Recursive Model Index Search

Recursive model index search uses several learned models arranged as a hierarchy. A top model selects a lower model, and the lower model predicts the likely position of a key in sorted data. The final prediction is then corrected by searching inside a bounded local range.

This is the main search procedure behind a recursive model index, often shortened to RMI. It replaces part of a traditional index with prediction.

Problem

Given a sorted array $A$ of length $n$ , a target key $x$ , and a hierarchy of models, find an index $i$ such that

A[i] = x

or report failure.

Idea

A single model may be too inaccurate for a large or irregular key distribution. An RMI splits the prediction task into stages.

The first model predicts which submodel should handle the key. The selected submodel predicts the final position.

For a two stage RMI:

m = M_0(x)

p = M_1[m](x)

where $m$ is the selected model and $p$ is the predicted position.

Because the prediction may be wrong by some bounded error $\epsilon_m$ , the algorithm searches:

[p - \epsilon_m, p + \epsilon_m]

Algorithm

recursive_model_index_search(A, x, root_model, leaf_models, errors):
    m = root_model(x)
    m = clamp(floor(m), 0, length(leaf_models) - 1)

    p = leaf_models[m](x)
    p = floor(p)

    epsilon = errors[m]

    left = max(0, p - epsilon)
    right = min(length(A) - 1, p + epsilon)

    return binary_search(A, x, left, right)

Example

Let

A = [10, 20, 30, 40, 50, 60, 70, 80]

Suppose the root model sends $x = 70$ to leaf model $1$ :

M_0(70) = 1

The leaf model predicts:

M_1 = 6.3

If the known error for leaf model $1$ is:

\epsilon_1 = 1

then search:

[5, 7]

index	value
5	60
6	70
7	80

Binary search returns index $6$ .

Correctness

The model hierarchy is only a predictor. Correctness comes from the verified error bound attached to the selected leaf model.

If the true position of $x$ is guaranteed to lie within $\epsilon_m$ positions of the leaf prediction, then the bounded search interval contains the target whenever the target exists. Binary search over that interval is exact, so the algorithm returns the correct index or correctly reports failure.

Complexity

Let $k$ be the number of model stages and let $\epsilon$ be the correction window size for the selected leaf.

part	time
model traversal	$O(k)$
correction search	$O(\log \epsilon)$
total	$O(k + \log \epsilon)$

Space depends on the number and size of models.

For a two stage RMI with $b$ leaf models, space is:

O(b)

※ ※ ※

* AIM *
Edit everything from "Binary search returns" down to "the selected leaf." in the recursive model index text, changing "predictor" to "estimator". You won't need the records for this work.

* PROVIDED MATERIAL *
※ ※ ※

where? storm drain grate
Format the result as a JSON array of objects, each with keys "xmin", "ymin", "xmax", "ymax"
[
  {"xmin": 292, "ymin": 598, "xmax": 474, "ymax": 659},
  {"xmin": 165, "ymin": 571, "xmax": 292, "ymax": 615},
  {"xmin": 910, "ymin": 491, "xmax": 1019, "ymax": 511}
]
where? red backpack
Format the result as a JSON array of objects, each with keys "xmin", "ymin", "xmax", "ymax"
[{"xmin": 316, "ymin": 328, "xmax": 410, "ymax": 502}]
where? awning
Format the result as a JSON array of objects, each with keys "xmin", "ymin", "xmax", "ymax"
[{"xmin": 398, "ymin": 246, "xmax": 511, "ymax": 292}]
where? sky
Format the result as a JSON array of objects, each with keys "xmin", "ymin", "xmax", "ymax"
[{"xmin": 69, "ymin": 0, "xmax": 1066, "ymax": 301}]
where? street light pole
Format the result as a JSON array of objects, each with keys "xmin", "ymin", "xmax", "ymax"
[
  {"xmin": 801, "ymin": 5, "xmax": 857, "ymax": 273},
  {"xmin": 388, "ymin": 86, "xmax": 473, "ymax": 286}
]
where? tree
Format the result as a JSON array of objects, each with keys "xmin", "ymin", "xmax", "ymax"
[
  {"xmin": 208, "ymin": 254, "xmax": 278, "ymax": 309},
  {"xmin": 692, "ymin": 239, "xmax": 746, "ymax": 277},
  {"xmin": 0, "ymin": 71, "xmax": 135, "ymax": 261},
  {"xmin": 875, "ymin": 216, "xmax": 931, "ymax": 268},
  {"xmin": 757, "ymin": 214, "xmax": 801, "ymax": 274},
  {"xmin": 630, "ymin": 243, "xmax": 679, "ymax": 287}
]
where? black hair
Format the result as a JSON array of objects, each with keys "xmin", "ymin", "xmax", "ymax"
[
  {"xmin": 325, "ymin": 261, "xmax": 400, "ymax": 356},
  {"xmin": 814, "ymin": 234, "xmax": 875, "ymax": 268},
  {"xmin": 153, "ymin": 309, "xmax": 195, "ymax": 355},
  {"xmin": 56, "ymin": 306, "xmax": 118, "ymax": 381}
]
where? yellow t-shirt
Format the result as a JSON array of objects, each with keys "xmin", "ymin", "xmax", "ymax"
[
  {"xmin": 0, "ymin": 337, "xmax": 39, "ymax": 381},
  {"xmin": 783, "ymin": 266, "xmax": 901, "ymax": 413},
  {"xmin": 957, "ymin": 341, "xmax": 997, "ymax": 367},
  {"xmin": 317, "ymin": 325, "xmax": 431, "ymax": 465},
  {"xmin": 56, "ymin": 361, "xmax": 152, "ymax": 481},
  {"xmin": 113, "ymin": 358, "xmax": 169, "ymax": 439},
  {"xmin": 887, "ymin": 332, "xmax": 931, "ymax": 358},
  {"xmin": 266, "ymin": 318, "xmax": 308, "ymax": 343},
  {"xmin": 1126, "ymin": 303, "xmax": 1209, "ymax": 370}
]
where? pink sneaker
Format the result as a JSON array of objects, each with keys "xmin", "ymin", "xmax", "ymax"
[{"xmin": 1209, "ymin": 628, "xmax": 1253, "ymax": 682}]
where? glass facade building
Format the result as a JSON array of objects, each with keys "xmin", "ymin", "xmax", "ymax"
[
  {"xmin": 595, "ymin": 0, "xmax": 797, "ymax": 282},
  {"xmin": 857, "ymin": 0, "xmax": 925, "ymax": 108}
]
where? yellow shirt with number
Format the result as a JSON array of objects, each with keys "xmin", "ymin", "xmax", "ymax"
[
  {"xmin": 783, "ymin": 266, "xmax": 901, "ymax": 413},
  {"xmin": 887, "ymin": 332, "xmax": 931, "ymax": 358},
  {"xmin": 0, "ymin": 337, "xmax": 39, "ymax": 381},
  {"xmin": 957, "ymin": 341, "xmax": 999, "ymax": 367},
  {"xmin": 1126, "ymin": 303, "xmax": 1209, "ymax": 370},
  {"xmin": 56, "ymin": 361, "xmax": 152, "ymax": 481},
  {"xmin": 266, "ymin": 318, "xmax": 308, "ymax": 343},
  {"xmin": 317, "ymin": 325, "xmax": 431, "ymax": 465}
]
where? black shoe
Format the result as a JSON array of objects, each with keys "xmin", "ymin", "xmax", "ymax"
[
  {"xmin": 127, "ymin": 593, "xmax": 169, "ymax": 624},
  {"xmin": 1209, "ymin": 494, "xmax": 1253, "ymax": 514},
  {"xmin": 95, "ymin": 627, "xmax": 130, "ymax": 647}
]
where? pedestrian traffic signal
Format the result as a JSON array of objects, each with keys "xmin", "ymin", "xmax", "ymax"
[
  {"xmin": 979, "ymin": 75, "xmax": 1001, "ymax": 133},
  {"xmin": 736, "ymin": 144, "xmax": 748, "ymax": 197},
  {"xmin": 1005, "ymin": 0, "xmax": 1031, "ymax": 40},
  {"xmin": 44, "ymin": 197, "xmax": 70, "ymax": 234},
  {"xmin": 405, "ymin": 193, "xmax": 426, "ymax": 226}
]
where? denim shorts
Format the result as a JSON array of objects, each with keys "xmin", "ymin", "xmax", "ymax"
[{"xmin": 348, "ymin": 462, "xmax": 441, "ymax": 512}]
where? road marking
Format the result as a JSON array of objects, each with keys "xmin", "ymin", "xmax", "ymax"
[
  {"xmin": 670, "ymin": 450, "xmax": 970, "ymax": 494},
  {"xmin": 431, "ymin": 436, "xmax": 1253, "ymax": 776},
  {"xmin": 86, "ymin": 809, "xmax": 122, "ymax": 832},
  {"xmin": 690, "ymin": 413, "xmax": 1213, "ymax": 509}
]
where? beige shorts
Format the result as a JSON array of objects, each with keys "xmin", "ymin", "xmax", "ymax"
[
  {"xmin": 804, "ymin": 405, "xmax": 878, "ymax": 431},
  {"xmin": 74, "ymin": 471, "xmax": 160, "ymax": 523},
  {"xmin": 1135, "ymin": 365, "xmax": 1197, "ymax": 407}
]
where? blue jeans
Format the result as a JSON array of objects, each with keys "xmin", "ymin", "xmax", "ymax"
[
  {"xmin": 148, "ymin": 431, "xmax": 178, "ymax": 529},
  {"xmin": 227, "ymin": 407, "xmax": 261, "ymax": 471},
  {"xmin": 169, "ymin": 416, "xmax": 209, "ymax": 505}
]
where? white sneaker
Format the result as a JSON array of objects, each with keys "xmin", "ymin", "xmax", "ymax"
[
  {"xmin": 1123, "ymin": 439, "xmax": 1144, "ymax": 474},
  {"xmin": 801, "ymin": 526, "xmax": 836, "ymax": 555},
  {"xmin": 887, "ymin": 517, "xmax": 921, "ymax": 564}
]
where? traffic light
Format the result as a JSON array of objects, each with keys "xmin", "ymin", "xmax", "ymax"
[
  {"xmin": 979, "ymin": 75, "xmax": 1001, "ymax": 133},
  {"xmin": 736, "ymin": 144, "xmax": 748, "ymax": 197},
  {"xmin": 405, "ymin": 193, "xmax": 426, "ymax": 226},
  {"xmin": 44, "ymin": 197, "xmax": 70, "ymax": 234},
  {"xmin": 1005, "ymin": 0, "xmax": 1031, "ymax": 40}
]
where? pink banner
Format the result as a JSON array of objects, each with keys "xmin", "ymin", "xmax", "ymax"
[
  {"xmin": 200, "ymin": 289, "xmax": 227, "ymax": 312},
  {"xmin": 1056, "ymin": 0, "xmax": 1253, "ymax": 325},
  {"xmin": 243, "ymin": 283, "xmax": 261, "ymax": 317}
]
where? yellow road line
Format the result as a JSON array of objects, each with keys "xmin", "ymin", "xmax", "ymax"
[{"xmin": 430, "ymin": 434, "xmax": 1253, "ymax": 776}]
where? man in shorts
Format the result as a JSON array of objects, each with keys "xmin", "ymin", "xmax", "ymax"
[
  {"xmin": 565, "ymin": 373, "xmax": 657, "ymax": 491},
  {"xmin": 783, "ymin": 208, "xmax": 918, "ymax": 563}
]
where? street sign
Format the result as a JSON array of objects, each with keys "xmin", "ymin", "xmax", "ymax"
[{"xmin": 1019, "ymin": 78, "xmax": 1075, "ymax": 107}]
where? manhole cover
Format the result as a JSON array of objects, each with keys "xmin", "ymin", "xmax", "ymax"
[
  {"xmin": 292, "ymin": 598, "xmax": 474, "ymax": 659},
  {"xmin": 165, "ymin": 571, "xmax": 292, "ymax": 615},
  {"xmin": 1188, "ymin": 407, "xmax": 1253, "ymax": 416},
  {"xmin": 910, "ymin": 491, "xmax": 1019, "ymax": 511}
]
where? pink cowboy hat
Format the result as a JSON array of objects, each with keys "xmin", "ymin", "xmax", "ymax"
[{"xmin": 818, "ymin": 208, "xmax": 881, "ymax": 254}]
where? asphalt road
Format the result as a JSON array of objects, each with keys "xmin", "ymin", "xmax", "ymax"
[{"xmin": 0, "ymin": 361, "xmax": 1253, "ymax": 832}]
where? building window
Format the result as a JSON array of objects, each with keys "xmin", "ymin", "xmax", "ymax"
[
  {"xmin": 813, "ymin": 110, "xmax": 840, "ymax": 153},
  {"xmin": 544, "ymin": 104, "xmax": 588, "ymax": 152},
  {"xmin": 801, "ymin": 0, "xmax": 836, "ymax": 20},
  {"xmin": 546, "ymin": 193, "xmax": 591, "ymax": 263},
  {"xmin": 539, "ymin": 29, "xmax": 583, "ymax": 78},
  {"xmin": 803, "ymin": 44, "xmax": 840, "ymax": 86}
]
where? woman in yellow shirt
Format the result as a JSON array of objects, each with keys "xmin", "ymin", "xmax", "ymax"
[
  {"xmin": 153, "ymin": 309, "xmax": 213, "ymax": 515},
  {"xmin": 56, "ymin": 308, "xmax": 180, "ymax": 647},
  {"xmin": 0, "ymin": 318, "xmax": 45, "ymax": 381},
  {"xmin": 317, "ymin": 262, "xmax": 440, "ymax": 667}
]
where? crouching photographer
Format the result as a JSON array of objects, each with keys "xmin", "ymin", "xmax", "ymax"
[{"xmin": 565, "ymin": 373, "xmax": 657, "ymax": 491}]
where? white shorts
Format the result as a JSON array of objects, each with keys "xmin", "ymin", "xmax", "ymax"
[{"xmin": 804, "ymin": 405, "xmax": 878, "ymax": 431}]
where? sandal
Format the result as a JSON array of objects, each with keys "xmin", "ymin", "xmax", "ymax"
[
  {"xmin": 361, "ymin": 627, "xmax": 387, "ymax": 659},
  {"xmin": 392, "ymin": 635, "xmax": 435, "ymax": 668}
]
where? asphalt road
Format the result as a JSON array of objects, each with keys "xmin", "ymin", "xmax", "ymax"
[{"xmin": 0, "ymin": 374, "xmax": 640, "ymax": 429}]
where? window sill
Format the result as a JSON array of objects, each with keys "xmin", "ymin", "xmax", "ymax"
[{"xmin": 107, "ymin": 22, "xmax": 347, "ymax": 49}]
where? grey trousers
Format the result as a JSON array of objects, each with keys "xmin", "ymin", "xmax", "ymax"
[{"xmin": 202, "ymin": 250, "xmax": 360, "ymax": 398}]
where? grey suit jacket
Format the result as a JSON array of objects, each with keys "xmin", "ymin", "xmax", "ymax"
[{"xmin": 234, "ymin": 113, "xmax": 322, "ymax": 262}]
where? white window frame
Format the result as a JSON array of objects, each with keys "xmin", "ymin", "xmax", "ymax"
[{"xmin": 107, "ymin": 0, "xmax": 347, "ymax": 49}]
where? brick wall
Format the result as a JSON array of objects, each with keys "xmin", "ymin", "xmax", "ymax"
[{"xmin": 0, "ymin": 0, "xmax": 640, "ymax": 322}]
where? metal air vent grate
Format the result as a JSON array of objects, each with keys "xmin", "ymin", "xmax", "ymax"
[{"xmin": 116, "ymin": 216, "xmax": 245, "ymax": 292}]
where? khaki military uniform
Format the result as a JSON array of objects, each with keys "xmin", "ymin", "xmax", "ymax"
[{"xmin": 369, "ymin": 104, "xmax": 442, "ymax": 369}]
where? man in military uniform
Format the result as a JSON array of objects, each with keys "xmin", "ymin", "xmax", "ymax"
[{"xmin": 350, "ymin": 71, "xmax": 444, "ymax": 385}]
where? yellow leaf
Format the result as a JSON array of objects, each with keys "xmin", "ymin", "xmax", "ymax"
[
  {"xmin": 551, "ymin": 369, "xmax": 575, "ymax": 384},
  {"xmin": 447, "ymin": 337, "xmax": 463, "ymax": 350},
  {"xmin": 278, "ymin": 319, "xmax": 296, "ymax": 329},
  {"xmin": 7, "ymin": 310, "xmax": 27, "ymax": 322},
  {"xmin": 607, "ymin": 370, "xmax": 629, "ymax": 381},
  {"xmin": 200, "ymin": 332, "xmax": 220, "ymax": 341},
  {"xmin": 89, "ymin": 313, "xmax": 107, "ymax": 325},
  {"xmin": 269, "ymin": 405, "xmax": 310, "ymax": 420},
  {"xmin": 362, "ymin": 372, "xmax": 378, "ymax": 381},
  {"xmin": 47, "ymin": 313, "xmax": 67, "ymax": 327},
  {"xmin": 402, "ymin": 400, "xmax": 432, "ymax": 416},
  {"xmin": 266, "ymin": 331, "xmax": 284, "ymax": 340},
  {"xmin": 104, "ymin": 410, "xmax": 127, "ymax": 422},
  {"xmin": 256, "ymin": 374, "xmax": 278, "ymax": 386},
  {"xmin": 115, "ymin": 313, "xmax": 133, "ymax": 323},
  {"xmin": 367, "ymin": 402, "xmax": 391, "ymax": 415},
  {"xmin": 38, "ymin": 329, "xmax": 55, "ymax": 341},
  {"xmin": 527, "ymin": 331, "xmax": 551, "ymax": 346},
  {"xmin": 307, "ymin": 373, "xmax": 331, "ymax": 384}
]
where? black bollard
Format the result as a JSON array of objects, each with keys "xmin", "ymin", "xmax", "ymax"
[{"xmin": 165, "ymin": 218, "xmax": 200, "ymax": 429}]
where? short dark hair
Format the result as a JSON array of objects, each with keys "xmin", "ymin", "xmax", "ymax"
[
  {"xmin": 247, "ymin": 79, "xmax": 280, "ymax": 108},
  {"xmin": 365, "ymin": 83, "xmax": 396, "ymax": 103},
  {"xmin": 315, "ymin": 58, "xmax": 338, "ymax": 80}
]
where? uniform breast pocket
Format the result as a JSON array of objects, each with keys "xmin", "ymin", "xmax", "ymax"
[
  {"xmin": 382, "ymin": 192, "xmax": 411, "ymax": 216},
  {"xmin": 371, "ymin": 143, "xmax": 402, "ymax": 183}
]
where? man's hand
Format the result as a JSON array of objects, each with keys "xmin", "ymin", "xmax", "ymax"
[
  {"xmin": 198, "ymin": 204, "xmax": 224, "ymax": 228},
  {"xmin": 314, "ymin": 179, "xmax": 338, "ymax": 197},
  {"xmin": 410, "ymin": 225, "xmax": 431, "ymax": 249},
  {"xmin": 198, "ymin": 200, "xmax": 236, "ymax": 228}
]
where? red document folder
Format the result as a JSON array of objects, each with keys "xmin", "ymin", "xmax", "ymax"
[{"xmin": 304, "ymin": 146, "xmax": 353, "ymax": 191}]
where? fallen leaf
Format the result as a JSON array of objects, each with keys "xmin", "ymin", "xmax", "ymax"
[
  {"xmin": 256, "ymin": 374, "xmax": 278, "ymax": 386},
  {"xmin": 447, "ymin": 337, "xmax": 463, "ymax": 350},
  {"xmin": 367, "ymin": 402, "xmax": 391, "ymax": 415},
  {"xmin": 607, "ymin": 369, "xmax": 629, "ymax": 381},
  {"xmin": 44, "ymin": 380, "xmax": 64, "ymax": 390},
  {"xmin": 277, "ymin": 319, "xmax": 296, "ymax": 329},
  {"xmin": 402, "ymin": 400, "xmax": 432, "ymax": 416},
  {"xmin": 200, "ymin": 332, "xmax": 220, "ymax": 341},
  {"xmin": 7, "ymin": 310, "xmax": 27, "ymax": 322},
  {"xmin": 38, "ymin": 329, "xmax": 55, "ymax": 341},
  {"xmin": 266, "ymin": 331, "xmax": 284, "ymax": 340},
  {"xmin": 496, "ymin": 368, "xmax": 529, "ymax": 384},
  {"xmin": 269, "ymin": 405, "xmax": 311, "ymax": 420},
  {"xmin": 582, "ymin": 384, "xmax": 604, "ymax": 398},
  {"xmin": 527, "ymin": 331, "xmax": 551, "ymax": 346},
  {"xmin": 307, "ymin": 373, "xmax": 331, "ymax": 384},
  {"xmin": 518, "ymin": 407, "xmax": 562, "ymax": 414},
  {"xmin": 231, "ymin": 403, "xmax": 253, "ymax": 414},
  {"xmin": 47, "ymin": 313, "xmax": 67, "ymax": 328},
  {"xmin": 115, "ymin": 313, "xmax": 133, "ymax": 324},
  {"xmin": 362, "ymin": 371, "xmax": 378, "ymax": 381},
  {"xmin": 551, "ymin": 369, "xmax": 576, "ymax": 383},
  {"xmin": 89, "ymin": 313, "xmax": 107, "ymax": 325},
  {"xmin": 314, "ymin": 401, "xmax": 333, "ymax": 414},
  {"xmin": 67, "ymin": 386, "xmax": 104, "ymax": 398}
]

※ ※ ※

* RESPONSE BELOW *
Binary search returns index $6$ .

Correctness

The model hierarchy is only a estimator. Correctness comes from the verified error bound attached to the selected leaf model.

If the true position of $x$ is guaranteed to lie within $\epsilon_m$ positions of the leaf prediction, then the bounded search interval contains the target whenever the target exists. Binary search over that interval is exact, so the algorithm returns the correct index or correctly reports failure.

Complexity

Let $k$ be the number of model stages and let $\epsilon$ be the correction window size for the selected leaf.